=== Provided records ===

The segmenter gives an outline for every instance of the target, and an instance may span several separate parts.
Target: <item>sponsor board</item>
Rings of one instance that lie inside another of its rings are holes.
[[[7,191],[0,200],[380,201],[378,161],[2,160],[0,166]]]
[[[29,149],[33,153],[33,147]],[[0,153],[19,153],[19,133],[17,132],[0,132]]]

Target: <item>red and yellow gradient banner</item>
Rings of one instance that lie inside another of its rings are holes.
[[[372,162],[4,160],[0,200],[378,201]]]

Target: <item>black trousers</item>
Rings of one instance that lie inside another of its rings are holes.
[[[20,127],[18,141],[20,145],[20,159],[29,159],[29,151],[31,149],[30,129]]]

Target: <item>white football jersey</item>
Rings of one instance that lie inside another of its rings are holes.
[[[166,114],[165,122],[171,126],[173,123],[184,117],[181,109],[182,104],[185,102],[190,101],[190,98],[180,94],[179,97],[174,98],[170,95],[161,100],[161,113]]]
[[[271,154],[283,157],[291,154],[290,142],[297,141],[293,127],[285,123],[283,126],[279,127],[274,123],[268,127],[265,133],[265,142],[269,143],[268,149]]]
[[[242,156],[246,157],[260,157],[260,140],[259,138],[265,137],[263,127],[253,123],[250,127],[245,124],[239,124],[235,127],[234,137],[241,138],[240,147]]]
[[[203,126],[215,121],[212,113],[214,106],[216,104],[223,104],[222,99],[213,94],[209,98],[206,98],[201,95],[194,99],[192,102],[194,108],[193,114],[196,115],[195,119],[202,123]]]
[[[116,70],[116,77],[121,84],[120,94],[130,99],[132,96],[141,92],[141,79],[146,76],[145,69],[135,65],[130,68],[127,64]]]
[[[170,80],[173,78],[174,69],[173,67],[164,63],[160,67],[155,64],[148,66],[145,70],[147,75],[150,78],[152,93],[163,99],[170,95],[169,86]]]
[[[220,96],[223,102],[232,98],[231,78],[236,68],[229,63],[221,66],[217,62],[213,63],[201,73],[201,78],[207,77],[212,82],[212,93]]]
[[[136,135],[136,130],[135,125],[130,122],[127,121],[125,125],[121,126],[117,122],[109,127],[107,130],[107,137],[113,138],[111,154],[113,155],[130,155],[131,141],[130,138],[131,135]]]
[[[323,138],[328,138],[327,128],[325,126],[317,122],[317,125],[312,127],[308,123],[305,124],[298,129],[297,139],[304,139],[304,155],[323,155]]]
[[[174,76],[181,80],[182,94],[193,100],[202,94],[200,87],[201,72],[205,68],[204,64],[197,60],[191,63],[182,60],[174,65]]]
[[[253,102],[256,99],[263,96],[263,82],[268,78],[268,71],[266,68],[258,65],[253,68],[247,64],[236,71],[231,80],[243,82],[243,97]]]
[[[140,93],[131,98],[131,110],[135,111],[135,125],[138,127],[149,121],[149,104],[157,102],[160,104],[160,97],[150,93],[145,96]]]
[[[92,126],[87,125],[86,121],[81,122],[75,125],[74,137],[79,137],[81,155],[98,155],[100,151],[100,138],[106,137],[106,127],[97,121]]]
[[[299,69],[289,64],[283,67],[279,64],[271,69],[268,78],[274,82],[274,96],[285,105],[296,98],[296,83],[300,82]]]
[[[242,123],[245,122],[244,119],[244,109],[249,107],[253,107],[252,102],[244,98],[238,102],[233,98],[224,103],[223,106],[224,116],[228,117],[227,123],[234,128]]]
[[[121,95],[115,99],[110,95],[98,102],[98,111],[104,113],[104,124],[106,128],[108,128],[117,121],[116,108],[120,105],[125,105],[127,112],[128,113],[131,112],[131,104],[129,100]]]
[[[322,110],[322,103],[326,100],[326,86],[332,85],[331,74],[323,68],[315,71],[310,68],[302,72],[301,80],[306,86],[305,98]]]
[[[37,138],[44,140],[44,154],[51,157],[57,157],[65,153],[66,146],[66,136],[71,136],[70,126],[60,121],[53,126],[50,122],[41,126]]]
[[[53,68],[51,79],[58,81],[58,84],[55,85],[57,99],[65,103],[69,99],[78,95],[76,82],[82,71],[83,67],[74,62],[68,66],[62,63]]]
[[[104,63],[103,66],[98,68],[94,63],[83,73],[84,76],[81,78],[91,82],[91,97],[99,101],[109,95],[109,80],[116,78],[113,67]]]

===

What you have to do:
Copy out the listing above with every "holes" changed to "gaps", leaving everything else unchanged.

Result of the exercise:
The segmenter gives an outline for every instance of the target, and an instance may span several separate parts.
Target: <item>sponsor board</item>
Rings of one instance that lie inside another of its rings are gaps.
[[[7,191],[0,200],[380,201],[378,161],[2,160],[0,166]]]
[[[29,149],[33,153],[33,147]],[[0,153],[19,153],[19,133],[17,132],[0,132]]]

Target: <item>red and yellow gradient banner</item>
Rings of one instance that lie inside another of its rings are gaps.
[[[372,162],[4,160],[0,200],[378,201]]]

Target: <item>black trousers</item>
Rings of one instance that lie inside another of its rings are gaps.
[[[20,127],[18,141],[20,145],[20,159],[29,159],[29,151],[31,149],[30,129]]]

Target: <item>white football jersey</item>
Rings of one instance that lie inside another of its rings are gaps.
[[[166,114],[165,122],[171,126],[173,123],[184,117],[181,109],[182,104],[185,102],[190,101],[190,98],[180,94],[179,97],[174,98],[170,95],[161,100],[161,113]]]
[[[271,154],[283,157],[291,154],[290,142],[297,141],[293,127],[285,123],[283,126],[279,127],[274,123],[268,127],[265,133],[265,142],[269,143],[268,149]]]
[[[242,156],[246,157],[260,157],[260,140],[259,138],[265,137],[263,127],[253,123],[250,127],[245,124],[239,124],[235,127],[234,137],[241,138],[240,147]]]
[[[203,126],[215,121],[212,113],[214,106],[216,104],[223,104],[222,99],[213,94],[209,98],[206,98],[201,95],[194,99],[192,102],[194,108],[193,114],[196,115],[195,119],[202,123]]]
[[[116,70],[116,77],[121,84],[120,94],[130,99],[132,96],[141,92],[141,79],[146,76],[145,69],[135,65],[130,68],[127,64]]]
[[[170,80],[173,78],[174,69],[173,67],[164,63],[160,67],[155,64],[148,66],[145,70],[147,75],[150,78],[152,93],[163,99],[170,95],[169,86]]]
[[[220,96],[223,102],[232,98],[231,78],[236,68],[229,63],[221,66],[217,62],[213,63],[201,73],[201,78],[207,77],[212,82],[212,93]]]
[[[136,135],[136,130],[135,125],[130,122],[127,121],[125,125],[121,126],[117,122],[109,127],[107,130],[107,137],[113,138],[111,154],[113,155],[130,155],[131,141],[130,138],[131,135]]]
[[[323,138],[328,138],[327,128],[325,126],[317,122],[317,125],[312,127],[308,123],[305,124],[298,129],[297,139],[304,139],[304,155],[323,155]]]
[[[174,76],[181,80],[182,94],[193,100],[202,94],[200,87],[201,72],[205,68],[204,64],[197,60],[191,63],[182,60],[174,65]]]
[[[253,102],[256,99],[263,96],[263,82],[268,78],[268,71],[266,68],[258,65],[253,68],[247,64],[236,71],[231,80],[243,82],[243,97]]]
[[[140,93],[131,98],[131,110],[135,111],[135,125],[138,127],[149,121],[149,104],[157,102],[160,104],[160,97],[150,93],[145,96]]]
[[[92,126],[87,125],[86,121],[81,122],[75,125],[74,137],[79,137],[81,155],[98,155],[100,151],[100,138],[106,137],[106,127],[97,121]]]
[[[299,69],[289,64],[283,67],[279,64],[271,69],[268,78],[274,82],[274,96],[285,105],[296,98],[296,83],[300,82]]]
[[[242,123],[245,122],[244,119],[244,109],[249,107],[253,107],[252,102],[244,98],[238,102],[233,98],[224,103],[223,106],[224,116],[228,117],[227,123],[234,128]]]
[[[121,95],[115,99],[110,95],[98,102],[98,111],[104,113],[104,124],[106,128],[108,128],[117,121],[116,108],[120,105],[125,105],[127,112],[128,113],[131,112],[131,104],[129,100]]]
[[[322,110],[322,103],[326,100],[326,86],[332,85],[331,74],[323,68],[315,71],[310,68],[302,72],[301,80],[306,86],[305,98]]]
[[[37,138],[44,140],[44,154],[51,157],[57,157],[65,153],[66,146],[66,136],[71,136],[70,126],[60,121],[53,126],[50,122],[41,126]]]
[[[53,68],[51,79],[58,81],[58,84],[55,85],[57,99],[65,103],[69,99],[78,95],[76,82],[82,71],[83,67],[74,62],[68,66],[62,63]]]
[[[104,63],[103,66],[98,68],[94,63],[83,73],[84,76],[81,78],[91,82],[91,97],[99,101],[109,95],[109,80],[116,78],[113,67]]]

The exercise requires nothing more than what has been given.